### [Required work]
A. According to the mailing-list post, AGIs running Darwinian programs would be hardly discernible in behavioral terms from what?
B. Which traits does the mailing-list post name as having a rather literal sense for a Darwinian program?

### [Text under study]
++++++++

[ExI] Safety of human-like motivation systems [WAS Re: Oxford scientists...]

Stefano Vaj stefano.vaj at gmail.com
Mon Feb 7 15:40:00 UTC 2011


On 5 February 2011 17:23, Richard Loosemore <rpwl at lightlink.com> wrote:
> So, to be fair, I will admit that the distinction between  "How did this
> machine come to get built?"  and  "How does this machine actually work, now
> that it is built?" becomes rather less clear when we are talking about
> concept learning (because concepts play a role that fits somewhere between
> structure and content).

How a machine is built is immaterial to my argument. For a darwinian
program I refer to one the purpose to which is, very roughly,
fitness-maxisiming.

Any such program may be the "natural" product of the mechanism
"heritance/mutation/selection" along time, or can be emulated by
design. In such case, empathy, aggression, flight, selfishness etc.
have a rather literal sense in that they are aspects of the
reproductive strategy of the individual concerned, and/or of the
replicators he carries around.

For anything which is not biological, or designed to emulate
deliberately the Darwinian *functioning* of biological system, *no
matter how intelligent they are*, I contend that aggression or
altruism are as applicable only inasmuch they are to ordinary PCs or
other universal computing devices.

If, on the other hand, AGIs are programmed to execute Darwinian
programs, obviously they would be inclined to adopt the mix of
behaviours which is best in Darwinian terms for their "genes", unless
of course the emulation is flawed. What else is new?

In fact, I maintain that they would be hardly discernible in
behavioural terms from a computer with an actual human brain inside.

++++++++

(Collected data)

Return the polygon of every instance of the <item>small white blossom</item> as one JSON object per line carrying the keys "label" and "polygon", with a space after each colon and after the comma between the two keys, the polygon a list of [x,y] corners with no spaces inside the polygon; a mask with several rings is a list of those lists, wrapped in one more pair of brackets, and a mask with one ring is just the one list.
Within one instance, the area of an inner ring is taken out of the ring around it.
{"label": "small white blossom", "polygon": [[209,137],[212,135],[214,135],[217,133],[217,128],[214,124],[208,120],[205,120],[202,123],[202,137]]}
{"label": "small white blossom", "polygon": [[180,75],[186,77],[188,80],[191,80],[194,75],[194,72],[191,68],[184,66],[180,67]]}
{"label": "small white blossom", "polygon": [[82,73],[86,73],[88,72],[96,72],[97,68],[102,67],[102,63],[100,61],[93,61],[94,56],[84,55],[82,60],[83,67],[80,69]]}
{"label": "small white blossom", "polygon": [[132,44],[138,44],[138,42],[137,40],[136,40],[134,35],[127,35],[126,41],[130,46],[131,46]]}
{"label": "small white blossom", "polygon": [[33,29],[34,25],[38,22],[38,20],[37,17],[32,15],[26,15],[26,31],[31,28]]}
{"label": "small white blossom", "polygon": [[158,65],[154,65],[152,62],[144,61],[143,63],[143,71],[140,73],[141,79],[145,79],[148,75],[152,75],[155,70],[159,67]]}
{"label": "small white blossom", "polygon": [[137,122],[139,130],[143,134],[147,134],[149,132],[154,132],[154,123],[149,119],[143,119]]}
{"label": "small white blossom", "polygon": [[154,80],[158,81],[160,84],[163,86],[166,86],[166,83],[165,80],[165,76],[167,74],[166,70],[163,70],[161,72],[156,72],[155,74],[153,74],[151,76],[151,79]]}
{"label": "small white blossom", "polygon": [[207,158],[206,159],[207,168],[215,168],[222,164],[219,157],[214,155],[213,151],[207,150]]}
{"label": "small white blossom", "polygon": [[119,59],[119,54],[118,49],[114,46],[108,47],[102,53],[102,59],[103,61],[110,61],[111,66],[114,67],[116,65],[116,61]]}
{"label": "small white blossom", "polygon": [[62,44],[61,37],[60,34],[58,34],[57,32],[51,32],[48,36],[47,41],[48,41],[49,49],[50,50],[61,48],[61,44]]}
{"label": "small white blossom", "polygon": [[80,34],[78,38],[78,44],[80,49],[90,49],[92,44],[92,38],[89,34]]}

++++++++

### [Expected responses]
A. From a computer with an actual human brain inside.

B. Empathy, aggression, flight and selfishness.